* Text excerpt:

[Start of section]

Figure 3. Leaf structure of Aragoa corrugatifolia. (A) Abaxial leaf side (SEM), sessile glandular trichomes (arrowheads); (B) adaxial leaf side (SEM), hydathode pore on the leaf tip; (C) hydathode pore at the leaf tip shown on Figure 3B (SEM); (D) TS of leaf in its middle portion (LM), epidermis with prominent cuticle, spongy mesophyll, three vascular bundles; (E) TS of leaf in its basal portion (LM), epidermis with prominent cuticle, spongy mesophyll, branch point of vascular bundles; (F) fragment of leaf (TS, LM), sessile glandular trichomes on adaxial and abaxial epidermis (arrows), cross sections of filiform trichomes (arrowheads); (G) stalked glandular trichome on adaxial epidermis (LM); (H) Abaxial epidermis (LM) from midrib without stomata (top) and lateral portions of leaf with anomocytic stomata (bottom). (I) Adaxial leaf side (SEM), anomocytic stomata, epidermal cells with curved anticlinal walls. (J) Midrib region on adaxial leaf side (SEM), epidermal cells with straight anticlinal walls, hollow with glandular trichome. Scale bars: 200 µm for (A,B), 50 µm for (C–E,H–J), 20 µm for (F,G).

[End of section]

* Given information:
[Start of section]

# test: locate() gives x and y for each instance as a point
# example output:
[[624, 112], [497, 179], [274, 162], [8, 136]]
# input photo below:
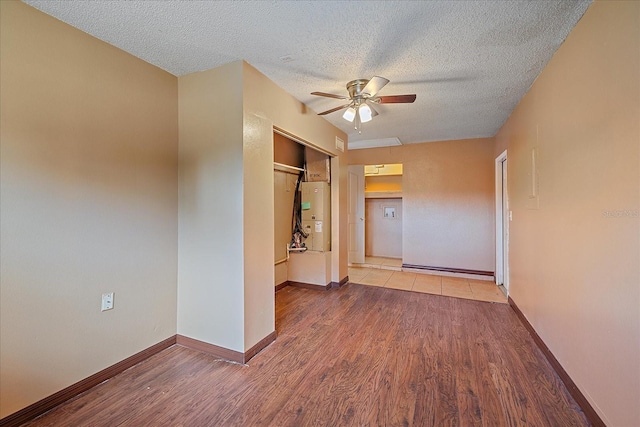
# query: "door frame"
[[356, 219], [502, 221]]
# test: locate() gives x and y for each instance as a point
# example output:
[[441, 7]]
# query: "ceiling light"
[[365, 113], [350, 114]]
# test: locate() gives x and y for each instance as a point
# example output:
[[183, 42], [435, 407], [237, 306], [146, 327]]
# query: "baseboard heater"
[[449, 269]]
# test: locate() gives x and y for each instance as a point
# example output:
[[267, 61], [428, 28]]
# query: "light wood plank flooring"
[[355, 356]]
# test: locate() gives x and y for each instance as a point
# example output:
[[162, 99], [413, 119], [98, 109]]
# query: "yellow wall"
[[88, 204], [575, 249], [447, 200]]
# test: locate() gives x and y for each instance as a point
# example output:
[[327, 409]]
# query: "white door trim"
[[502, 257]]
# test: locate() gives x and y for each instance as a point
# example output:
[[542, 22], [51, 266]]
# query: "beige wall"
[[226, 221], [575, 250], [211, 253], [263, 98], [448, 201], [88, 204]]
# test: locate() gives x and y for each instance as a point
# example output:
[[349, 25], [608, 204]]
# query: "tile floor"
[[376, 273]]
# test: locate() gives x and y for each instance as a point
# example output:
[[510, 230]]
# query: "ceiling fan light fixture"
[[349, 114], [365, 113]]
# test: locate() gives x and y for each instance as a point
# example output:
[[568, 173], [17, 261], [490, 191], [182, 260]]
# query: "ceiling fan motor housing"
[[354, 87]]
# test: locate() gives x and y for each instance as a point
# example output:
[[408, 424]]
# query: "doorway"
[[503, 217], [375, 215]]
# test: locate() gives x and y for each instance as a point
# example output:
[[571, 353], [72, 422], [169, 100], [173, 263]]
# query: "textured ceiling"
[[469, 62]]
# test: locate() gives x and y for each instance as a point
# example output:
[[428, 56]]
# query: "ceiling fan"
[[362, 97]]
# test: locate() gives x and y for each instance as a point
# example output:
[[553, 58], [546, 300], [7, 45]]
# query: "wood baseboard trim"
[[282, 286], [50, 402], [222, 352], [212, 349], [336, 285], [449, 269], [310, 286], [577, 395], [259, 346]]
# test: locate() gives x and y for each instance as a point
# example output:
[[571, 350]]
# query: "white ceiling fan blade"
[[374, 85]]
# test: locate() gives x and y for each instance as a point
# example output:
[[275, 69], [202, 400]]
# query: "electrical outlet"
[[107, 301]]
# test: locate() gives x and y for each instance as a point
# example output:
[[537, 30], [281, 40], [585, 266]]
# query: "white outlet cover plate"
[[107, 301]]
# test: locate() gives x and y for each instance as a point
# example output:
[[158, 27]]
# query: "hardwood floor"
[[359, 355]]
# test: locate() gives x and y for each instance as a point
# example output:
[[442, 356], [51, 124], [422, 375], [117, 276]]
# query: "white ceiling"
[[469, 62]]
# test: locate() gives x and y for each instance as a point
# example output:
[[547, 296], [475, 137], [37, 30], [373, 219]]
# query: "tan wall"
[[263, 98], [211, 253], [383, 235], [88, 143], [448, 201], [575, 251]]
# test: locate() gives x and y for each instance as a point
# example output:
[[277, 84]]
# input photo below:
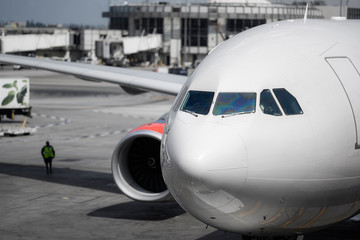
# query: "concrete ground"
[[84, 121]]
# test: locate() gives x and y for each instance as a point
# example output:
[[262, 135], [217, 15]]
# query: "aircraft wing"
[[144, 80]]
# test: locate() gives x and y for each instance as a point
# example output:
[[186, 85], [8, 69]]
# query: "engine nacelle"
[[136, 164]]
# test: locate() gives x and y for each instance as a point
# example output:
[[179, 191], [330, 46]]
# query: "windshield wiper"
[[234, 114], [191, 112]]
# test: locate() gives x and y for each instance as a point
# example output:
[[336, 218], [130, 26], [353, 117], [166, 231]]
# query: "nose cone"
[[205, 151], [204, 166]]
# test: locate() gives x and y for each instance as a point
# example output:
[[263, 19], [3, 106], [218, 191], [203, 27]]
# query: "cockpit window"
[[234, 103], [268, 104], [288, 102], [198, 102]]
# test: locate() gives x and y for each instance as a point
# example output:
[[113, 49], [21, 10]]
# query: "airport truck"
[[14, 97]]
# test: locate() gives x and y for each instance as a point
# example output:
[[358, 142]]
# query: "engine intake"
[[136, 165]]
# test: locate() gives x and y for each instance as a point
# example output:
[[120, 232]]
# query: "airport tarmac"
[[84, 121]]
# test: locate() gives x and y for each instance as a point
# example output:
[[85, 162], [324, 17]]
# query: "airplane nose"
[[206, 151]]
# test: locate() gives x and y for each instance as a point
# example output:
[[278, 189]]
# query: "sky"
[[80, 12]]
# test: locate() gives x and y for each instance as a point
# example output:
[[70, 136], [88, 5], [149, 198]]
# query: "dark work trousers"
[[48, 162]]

[End of section]

* Work instruction 1: Decide whether each statement agrees with the Aragoa corrugatifolia leaf caption, answering yes or no and quoting the deciding words: (a) the hydathode pore is located on the leaf tip; (b) anomocytic stomata appear on the abaxial epidermis from the midrib; (c) panels F and G share a 20 µm scale bar.
* Work instruction 2: Write the next part of the Aragoa corrugatifolia leaf caption, picking up after its last sentence.
The items are not used here.

* Output 1:
(a) Yes: "hydathode pore on the leaf tip"
(b) No: "Abaxial epidermis (LM) from midrib without stomata (top)"
(c) Yes: "20 µm for (F,G)"

* Output 2:
Leaf blades are isobilateral (Figure 3D,E). The spongy mesophyll consists of irregularly shaped cells of 11–25 µm in size with large intercellular spaces. The vascular bundles are collateral, sheathed by one or two layers of parenchyma cells without lateral or vertical extensions. Each leaf is supplied by a single trace that is forked into three vascular bundles near the leaf base.
Long (3–4 mm in length) multicellular filiform trichomes are found at the bases of juvenile leaves on their adaxial sides, and usually lack mature leaves (Figure 1I and Figure 3F). Glandular trichomes sessile or on unicellular stalks, with four head cells, are located mostly in hollows sparsely scattered on both leaf sides (Figure 3A,F,G,J).
Anticlinal walls of epidermal cells are mostly straight in the midrib region, or mostly curved outside of it. The outer walls of the epidermal cells are covered by a cuticle of approximately 4–7 µm thick. Leaves are amphistomatic; stomata are more numerous on the abaxial side (48–62 per mm2) than on the adaxial side (39–50 per mm2), lacking in the midrib region. Stomata anomocytic is located in the same plane with epidermal cells (Figure 3H–J).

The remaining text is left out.